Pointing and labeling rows
##############################
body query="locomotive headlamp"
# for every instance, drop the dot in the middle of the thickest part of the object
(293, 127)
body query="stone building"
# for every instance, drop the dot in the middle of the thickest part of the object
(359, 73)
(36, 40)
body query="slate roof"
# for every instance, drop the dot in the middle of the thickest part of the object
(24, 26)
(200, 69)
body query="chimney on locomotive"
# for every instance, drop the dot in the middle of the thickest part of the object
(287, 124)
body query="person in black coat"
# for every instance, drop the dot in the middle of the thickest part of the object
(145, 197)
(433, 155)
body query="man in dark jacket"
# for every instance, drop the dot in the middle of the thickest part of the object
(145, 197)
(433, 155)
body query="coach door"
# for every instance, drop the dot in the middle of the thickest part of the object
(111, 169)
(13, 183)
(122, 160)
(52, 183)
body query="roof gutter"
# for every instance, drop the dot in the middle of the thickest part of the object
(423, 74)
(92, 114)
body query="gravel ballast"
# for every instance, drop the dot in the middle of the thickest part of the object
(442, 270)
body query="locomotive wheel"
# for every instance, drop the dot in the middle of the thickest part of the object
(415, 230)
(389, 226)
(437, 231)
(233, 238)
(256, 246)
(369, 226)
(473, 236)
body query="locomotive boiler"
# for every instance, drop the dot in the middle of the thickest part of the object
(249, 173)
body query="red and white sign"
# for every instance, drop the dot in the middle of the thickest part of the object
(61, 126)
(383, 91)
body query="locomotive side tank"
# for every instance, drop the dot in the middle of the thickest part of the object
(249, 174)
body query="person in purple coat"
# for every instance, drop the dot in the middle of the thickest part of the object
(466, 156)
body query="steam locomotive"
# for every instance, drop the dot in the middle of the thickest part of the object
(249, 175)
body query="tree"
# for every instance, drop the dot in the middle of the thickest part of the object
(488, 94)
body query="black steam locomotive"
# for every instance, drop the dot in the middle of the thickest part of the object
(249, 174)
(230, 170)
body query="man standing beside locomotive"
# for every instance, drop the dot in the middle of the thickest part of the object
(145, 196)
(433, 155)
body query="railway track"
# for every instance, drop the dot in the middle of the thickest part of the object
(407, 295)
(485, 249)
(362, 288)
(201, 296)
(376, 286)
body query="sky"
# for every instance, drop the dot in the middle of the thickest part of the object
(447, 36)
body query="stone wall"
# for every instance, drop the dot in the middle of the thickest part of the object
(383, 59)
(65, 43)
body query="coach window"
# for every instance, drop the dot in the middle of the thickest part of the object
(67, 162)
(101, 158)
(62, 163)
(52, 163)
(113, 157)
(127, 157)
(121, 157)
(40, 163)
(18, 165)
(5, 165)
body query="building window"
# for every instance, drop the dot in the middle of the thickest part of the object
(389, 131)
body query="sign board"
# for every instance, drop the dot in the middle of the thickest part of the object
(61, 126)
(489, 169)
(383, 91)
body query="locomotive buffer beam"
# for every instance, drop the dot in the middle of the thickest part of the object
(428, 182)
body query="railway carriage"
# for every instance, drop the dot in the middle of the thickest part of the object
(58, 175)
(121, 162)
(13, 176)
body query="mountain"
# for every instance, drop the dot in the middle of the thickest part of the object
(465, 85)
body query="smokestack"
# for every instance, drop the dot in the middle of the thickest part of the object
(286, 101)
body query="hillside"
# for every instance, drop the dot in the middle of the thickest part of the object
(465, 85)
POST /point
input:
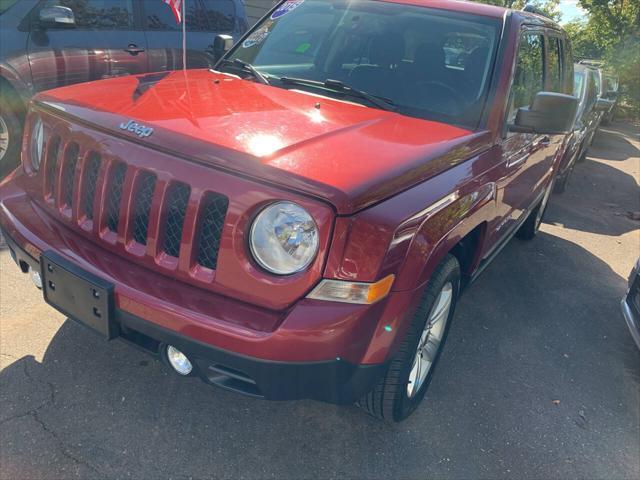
##############################
TO BE DONE:
Pick out every line in the rows above that contains the word "black" and copy each one.

FINISHED ANSWER:
body query="person in black coat"
body query="black steam locomotive"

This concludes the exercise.